WHAT THE TASK REQUIRES -> I would like you to return all of the records exactly as they stand.
Segment Start: DATA TO EXAMINE
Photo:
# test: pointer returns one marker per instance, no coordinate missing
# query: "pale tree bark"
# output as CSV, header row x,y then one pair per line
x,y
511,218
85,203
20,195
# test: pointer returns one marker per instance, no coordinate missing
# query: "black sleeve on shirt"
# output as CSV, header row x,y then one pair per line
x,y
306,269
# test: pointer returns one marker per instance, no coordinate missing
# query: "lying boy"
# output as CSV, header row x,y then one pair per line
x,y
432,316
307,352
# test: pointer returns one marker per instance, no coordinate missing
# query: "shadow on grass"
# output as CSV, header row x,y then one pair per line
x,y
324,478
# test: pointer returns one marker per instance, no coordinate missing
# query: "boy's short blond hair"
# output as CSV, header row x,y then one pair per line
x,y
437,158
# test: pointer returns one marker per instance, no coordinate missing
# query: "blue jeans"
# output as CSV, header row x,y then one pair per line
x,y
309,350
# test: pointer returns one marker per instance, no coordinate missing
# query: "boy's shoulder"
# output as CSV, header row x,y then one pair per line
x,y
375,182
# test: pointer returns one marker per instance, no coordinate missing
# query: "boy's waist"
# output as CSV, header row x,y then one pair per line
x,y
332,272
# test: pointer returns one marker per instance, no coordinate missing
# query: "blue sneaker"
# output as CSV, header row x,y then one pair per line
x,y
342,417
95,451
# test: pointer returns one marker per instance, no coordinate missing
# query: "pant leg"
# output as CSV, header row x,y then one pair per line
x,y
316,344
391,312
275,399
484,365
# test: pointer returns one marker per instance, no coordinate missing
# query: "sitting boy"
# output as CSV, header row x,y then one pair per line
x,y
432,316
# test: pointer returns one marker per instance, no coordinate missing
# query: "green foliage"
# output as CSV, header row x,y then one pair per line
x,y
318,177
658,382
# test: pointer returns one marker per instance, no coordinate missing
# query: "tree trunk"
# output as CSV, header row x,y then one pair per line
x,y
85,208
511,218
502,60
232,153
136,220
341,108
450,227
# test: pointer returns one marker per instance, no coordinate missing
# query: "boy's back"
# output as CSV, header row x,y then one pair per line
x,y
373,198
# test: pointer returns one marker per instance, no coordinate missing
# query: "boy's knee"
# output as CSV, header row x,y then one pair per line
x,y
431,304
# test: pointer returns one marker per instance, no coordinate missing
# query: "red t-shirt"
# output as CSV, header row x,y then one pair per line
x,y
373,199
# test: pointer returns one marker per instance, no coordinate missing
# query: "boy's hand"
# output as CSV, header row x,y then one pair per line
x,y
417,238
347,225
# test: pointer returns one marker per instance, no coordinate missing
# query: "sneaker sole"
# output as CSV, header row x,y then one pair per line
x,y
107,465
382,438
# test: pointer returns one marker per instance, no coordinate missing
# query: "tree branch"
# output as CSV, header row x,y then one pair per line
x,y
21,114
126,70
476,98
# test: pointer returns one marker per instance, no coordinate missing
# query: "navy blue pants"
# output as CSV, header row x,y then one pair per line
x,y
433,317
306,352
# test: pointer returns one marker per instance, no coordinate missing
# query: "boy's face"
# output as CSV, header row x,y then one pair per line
Segment End: DATA TO EXAMINE
EXPECTED ANSWER ->
Photo:
# test: pointer returns one marker per instance, no coordinate missing
# query: "pale tree bark"
# output as CSV, header row x,y then one pair per line
x,y
511,218
85,203
20,195
# test: pointer returns one marker per instance, no coordinate missing
# query: "black sleeve on shirt"
# output as CSV, header row x,y then one pair per line
x,y
306,269
# test: pointer returns one marker per instance, no coordinate missing
# query: "lying boy"
# output as CSV, header row x,y then one pair per line
x,y
432,316
307,352
# test: pointer returns one marker per instance, no coordinate missing
# query: "shadow on grass"
# output as CSV, header row x,y then one pair per line
x,y
324,478
# test: pointer returns one marker per instance, no coordinate missing
# query: "boy's short blond hair"
# output as CSV, header row x,y then one pair per line
x,y
437,158
# test: pointer returns one marker per instance, no coordinate missing
# query: "blue jeans"
# output as CSV, header row x,y then one pair per line
x,y
309,350
# test: pointer returns one marker per instance, no coordinate missing
# query: "boy's shoulder"
# output as CSV, header row x,y then one pair per line
x,y
375,182
# test: pointer returns one marker per instance, no coordinate missing
# query: "boy's waist"
# output as CSV, header row x,y then one pair per line
x,y
332,272
# test: pointer returns one marker per instance, no coordinate missing
# query: "blue sneaker"
# output as CSV, header row x,y then one pair per line
x,y
342,417
95,451
# test: pointer returns one marker per instance, no coordinate missing
# query: "pant leg"
# output as CSV, header row x,y then one pair per line
x,y
316,344
391,312
275,399
484,365
# test: pointer returns one marker per instance, no coordinate missing
# query: "sitting boy"
# output as CSV, header row x,y then one pair per line
x,y
432,316
# test: pointer returns one marker per instance, no coordinate missing
# query: "green foliage"
# output as CSV, header row x,y then one pair per line
x,y
318,177
658,382
# test: pointer returns one marker per instance, no coordinate missing
# query: "tree trunk"
# output as CSV, header row x,y then one pair per line
x,y
85,208
511,218
502,60
232,153
136,220
341,108
450,227
# test: pointer returns one marker per instance, no coordinate missing
# query: "boy's back"
# output as CSV, header row x,y then one pair per line
x,y
373,198
# test: pointer returns one marker per instance, no coordinate missing
# query: "boy's knee"
# output as CSV, header row x,y then one pair per line
x,y
431,304
# test: pointer returns one marker per instance, no coordinate missing
# query: "red t-shirt"
# output as CSV, header row x,y then one pair per line
x,y
373,199
# test: pointer returns one marker per instance, no coordinate missing
# query: "boy's hand"
# output as CSV, header row x,y then one pair per line
x,y
417,238
347,225
# test: pointer returns one marker per instance, no coordinate missing
# query: "sneaker sole"
# output as CSV, header row x,y then one pair per line
x,y
107,465
382,438
# test: pointer returns one marker per instance, no coordinate missing
# query: "tree branch"
# output as CSV, header row x,y then one pair per line
x,y
21,114
126,70
476,98
# test: pointer returns one marker per instance, no coordinate missing
# query: "navy blue pants"
# output as CSV, header row x,y then one pair per line
x,y
433,317
306,352
# test: pointer returns one marker per instance, no coordinate missing
# query: "boy's face"
# output as CSV, header row x,y then one pair per line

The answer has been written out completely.